▶ [JOB 1] Decide whether each of the statements (a), (b) and (c) agrees with the thread-monitoring documentation, answering yes or no and quoting the deciding words from it. (a) Thread contention monitoring is enabled by default. (b) getThreadCount() counts both daemon and non-daemon threads. (c) findMonitorDeadlockedThreads() covers threads waiting on ownable synchronizer ownership as well as monitor ownership.
▶ [JOB 2] Extend the thread-monitoring documentation, picking up right after its final line.

▶ [SELECTED EXTRACT]
This bean supports some optional behaviour, which all virtual machines may not choose to implement. Specifically, this includes the monitoring of:

The monitoring of CPU time is further subdivided into the monitoring of either just the current thread or all threads. The methods isThreadCpuTimeSupported(), isCurrentThreadCpuTimeSupported() isThreadContentionMonitoringSupported(), isObjectMonitorUsageSupported() and isSynchronizerUsageSupported() may be used to determine whether or not this functionality is supported.

Furthermore, both time and contention monitoring may be disabled. In fact, thread contention monitoring is disabled by default, and must be explictly turned on by calling the setThreadContentionMonitoringEnabled(boolean) method.

Since:
1.5

Method Summary
 ThreadInfo[] dumpAllThreads(boolean lockedMonitors, boolean lockedSynchronizers)
          This method returns information on all live threads at the time of execution (some threads may have terminated by the time the method completes).
 long[] findDeadlockedThreads()
           This method obtains a list of threads which are deadlocked waiting to obtain monitor or ownable synchronizer ownership.
 long[] findMonitorDeadlockedThreads()
           This method obtains a list of threads which are deadlocked waiting to obtain monitor ownership.
 long[] getAllThreadIds()
          Returns all live thread identifiers at the time of initial execution.
 long getCurrentThreadCpuTime()
           Returns the total number of nanoseconds of CPU time the current thread has used.
 long getCurrentThreadUserTime()
           Returns the total number of nanoseconds of CPU time the current thread has executed in user mode.
 int getDaemonThreadCount()
          Returns the number of live daemon threads.
 int getPeakThreadCount()
          Returns the peak number of live threads since the virtual machine was started or the count reset using resetPeakThreadCount().
 int getThreadCount()
          Returns the number of live threads, including both daemon threads and non-daemon threads.
 long getThreadCpuTime(long id)
           Returns the total number of nanoseconds of CPU time the specified thread has used.
 ThreadInfo getThreadInfo(long id)
          Returns information on the specified thread without any stack trace information.
 ThreadInfo[] getThreadInfo(long[] ids)
          Returns information on the specified threads without any stack trace information.
 ThreadInfo[] getThreadInfo(long[] ids, boolean lockedMonitors, boolean lockedSynchronizers)
          Returns information on the specified threads with full stack trace information and optional synchronization information.
 ThreadInfo[] getThreadInfo(long[] ids, int maxDepth)

(Stored data entries)
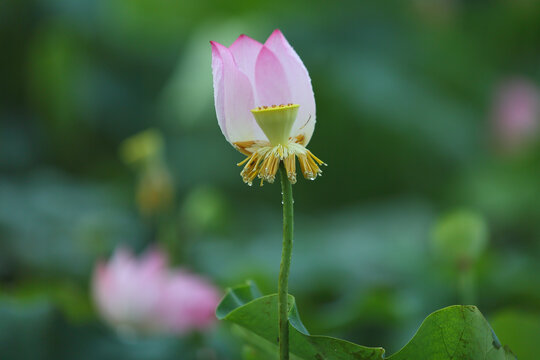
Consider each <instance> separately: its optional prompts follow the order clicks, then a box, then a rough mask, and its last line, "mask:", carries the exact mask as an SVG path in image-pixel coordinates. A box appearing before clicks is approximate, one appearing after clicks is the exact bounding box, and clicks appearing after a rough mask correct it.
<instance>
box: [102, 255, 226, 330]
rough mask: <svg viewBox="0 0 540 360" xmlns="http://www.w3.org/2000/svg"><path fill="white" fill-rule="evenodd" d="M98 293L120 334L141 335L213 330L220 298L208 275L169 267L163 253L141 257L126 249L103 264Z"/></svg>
mask: <svg viewBox="0 0 540 360" xmlns="http://www.w3.org/2000/svg"><path fill="white" fill-rule="evenodd" d="M92 292H93V296H94V301H95V303H96V305H97V308H98V310H99V313H100V314H101V316H102V317H103V319H104V320H105V321H106V322H107V323H109V324H110V325H111V326H113V327H114V328H116V329H117V330H118V331H120V332H131V333H139V334H141V333H143V334H144V333H175V334H183V333H186V332H190V331H194V330H205V329H208V328H209V327H210V326H211V325H212V324H213V323H214V321H215V316H214V311H215V308H216V306H217V304H218V302H219V295H220V294H219V291H218V290H217V289H216V288H215V287H214V286H213V285H211V284H210V283H209V282H208V281H206V280H205V279H203V278H202V277H199V276H196V275H192V274H190V273H188V272H186V271H183V270H178V269H169V268H168V265H167V259H166V256H165V254H164V253H163V252H161V251H159V250H157V249H153V250H149V251H147V252H146V253H145V254H143V255H142V256H141V257H139V258H135V257H134V256H133V254H132V253H131V252H130V251H129V250H127V249H125V248H119V249H117V250H116V251H115V253H114V255H113V256H112V258H111V259H110V260H109V262H107V263H98V264H97V266H96V268H95V271H94V276H93V279H92Z"/></svg>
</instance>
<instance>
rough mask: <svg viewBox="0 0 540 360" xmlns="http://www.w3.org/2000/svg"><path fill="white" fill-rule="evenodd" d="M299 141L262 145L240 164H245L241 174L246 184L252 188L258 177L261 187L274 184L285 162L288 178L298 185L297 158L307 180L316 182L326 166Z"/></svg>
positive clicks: (244, 181)
mask: <svg viewBox="0 0 540 360" xmlns="http://www.w3.org/2000/svg"><path fill="white" fill-rule="evenodd" d="M297 140H299V139H296V138H291V139H289V143H288V144H287V145H277V146H271V145H270V144H268V143H266V144H264V145H263V144H260V146H259V147H258V148H257V149H256V150H255V151H254V152H253V153H251V154H250V155H249V156H248V157H247V158H246V159H244V161H242V162H240V163H238V166H242V165H244V164H245V165H244V169H243V170H242V172H241V173H240V175H241V176H242V179H243V180H244V182H245V183H247V184H248V185H250V186H251V185H252V184H253V180H255V178H257V177H258V178H259V179H261V186H262V185H263V183H264V181H266V182H268V183H273V182H274V180H275V178H276V173H277V171H278V169H279V163H280V161H283V164H284V165H285V170H286V172H287V177H288V178H289V181H290V182H291V183H292V184H294V183H296V157H298V161H299V162H300V169H301V171H302V175H303V176H304V177H305V178H306V179H309V180H315V178H317V176H320V175H321V174H322V170H321V168H320V166H321V165H326V164H325V163H324V162H323V161H322V160H320V159H319V158H317V157H316V156H315V155H313V153H311V151H309V150H308V149H306V148H305V147H304V146H303V145H301V144H298V143H297V142H296V141H297ZM300 140H301V139H300ZM235 145H236V144H235Z"/></svg>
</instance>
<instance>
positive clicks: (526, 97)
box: [492, 78, 540, 151]
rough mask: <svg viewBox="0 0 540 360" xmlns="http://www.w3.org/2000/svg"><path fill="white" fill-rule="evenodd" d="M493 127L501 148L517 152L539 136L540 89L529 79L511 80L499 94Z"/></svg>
mask: <svg viewBox="0 0 540 360" xmlns="http://www.w3.org/2000/svg"><path fill="white" fill-rule="evenodd" d="M492 112H493V114H492V118H493V126H494V132H495V136H496V140H497V143H498V145H500V146H501V147H502V148H503V150H506V151H515V150H519V149H520V148H521V147H523V146H525V145H527V143H528V142H529V141H530V140H532V139H533V138H535V137H536V136H537V135H538V129H539V122H540V90H539V89H538V87H537V86H536V85H535V84H534V83H532V82H530V81H528V80H526V79H519V78H515V79H509V80H506V81H505V82H503V83H502V84H501V85H500V86H499V88H498V89H497V91H496V94H495V99H494V104H493V111H492Z"/></svg>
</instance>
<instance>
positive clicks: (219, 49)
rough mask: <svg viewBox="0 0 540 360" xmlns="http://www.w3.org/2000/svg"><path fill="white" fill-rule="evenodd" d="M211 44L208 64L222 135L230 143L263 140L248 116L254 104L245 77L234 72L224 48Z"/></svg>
mask: <svg viewBox="0 0 540 360" xmlns="http://www.w3.org/2000/svg"><path fill="white" fill-rule="evenodd" d="M211 44H212V59H213V61H212V62H213V63H215V65H213V67H214V72H215V74H214V97H215V102H216V113H217V115H218V121H219V124H220V127H221V131H222V132H223V135H225V138H226V139H227V140H228V141H229V142H230V143H231V144H232V143H234V142H237V141H249V140H265V139H266V137H264V134H263V133H262V131H261V130H260V128H259V126H258V125H257V123H256V122H255V119H254V118H253V116H252V115H251V109H253V108H254V107H255V105H254V103H255V101H254V94H253V90H252V87H251V83H250V81H249V79H248V77H247V75H246V74H244V73H243V72H242V71H240V69H238V67H237V66H236V63H235V61H234V57H233V55H232V53H231V52H230V50H229V49H228V48H226V47H225V46H223V45H221V44H219V43H216V42H211ZM214 59H215V60H214ZM216 82H217V84H216Z"/></svg>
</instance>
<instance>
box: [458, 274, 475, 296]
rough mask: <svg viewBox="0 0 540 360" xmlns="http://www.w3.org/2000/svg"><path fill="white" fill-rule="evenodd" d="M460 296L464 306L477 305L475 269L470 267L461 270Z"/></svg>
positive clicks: (459, 285) (459, 282)
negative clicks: (476, 304)
mask: <svg viewBox="0 0 540 360" xmlns="http://www.w3.org/2000/svg"><path fill="white" fill-rule="evenodd" d="M458 295H459V300H460V302H461V304H463V305H475V304H476V293H475V281H474V269H472V268H470V267H468V268H465V269H460V270H459V274H458Z"/></svg>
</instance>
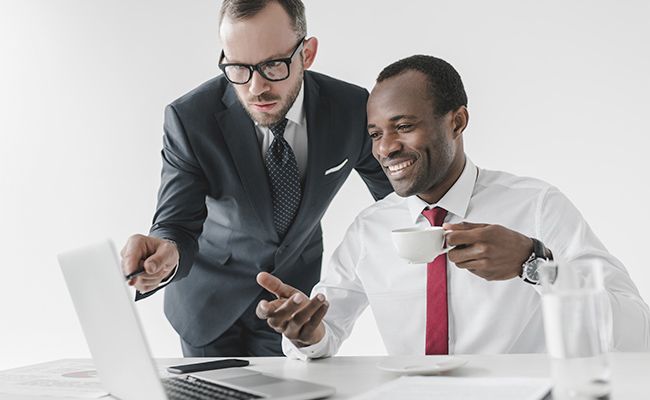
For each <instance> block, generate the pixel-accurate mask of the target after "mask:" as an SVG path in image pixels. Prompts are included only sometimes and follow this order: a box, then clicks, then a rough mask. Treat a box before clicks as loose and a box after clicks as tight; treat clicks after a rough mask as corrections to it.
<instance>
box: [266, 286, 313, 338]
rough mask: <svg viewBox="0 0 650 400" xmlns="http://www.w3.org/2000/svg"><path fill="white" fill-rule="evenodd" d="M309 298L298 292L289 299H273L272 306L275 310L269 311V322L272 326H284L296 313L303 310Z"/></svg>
mask: <svg viewBox="0 0 650 400" xmlns="http://www.w3.org/2000/svg"><path fill="white" fill-rule="evenodd" d="M308 301H309V299H308V298H307V296H305V295H304V294H302V293H296V294H294V295H293V296H291V298H289V299H278V300H275V301H272V302H271V303H270V306H272V307H273V311H272V312H270V313H269V318H268V322H269V325H271V326H272V327H282V328H283V329H284V327H285V326H286V325H287V323H288V322H289V321H290V320H291V319H293V317H294V315H295V314H296V313H297V312H298V311H299V310H302V309H303V308H304V307H305V306H306V304H308Z"/></svg>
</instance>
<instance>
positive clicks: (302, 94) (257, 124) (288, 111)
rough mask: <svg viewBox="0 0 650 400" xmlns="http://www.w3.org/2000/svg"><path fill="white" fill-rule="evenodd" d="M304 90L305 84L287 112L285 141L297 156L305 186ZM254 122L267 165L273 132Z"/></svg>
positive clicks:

▶ [EXERCISE RESPONSE 1]
(a) No: "thread contention monitoring is disabled by default"
(b) Yes: "Returns the number of live threads, including both daemon threads and non-daemon threads."
(c) No: "This method obtains a list of threads which are deadlocked waiting to obtain monitor ownership."

▶ [EXERCISE RESPONSE 2]
          Returns information on the specified threads with stack trace information to the supplied depth.
 ThreadInfo getThreadInfo(long id, int maxDepth)
          Returns information on the specified thread with stack trace information to the supplied depth.
 long getThreadUserTime(long id)
           Returns the total number of nanoseconds of CPU time the specified thread has executed in user mode.
 long getTotalStartedThreadCount()
          Returns the total number of threads that have been created and started during the lifetime of the virtual machine.
 boolean isCurrentThreadCpuTimeSupported()
          Returns true if the virtual machine supports the monitoring of the CPU time used by the current thread.
 boolean isObjectMonitorUsageSupported()
          Returns true if the virtual machine supports the monitoring of object monitor usage.
 boolean isSynchronizerUsageSupported()
          Returns true if the virtual machine supports the monitoring of ownable synchronizer usage.
 boolean isThreadContentionMonitoringEnabled()
          Returns true if thread contention monitoring is currently enabled.
 boolean isThreadContentionMonitoringSupported()
          Returns true if thread contention monitoring is supported by the virtual machine.
 boolean isThreadCpuTimeEnabled()
          Returns true if monitoring of the CPU time used by a thread is currently enabled.
 boolean isThreadCpuTimeSupported()
          Returns true if the virtual machine supports the monitoring of the CPU time used by all threads.
 void resetPeakThreadCount()
          Resets the peak live thread count to the current number of live threads, as returned by getThreadCount().
 void setThreadContentionMonitoringEnabled(boolean enable)
          Toggles the monitoring of thread contention.
 void setThreadCpuTimeEnabled(boolean enable)
          Toggles the monitoring of CPU time used by threads.
 

Method Detail

dumpAllThreads

ThreadInfo[] dumpAllThreads(boolean lockedMonitors,
                            boolean lockedSynchronizers)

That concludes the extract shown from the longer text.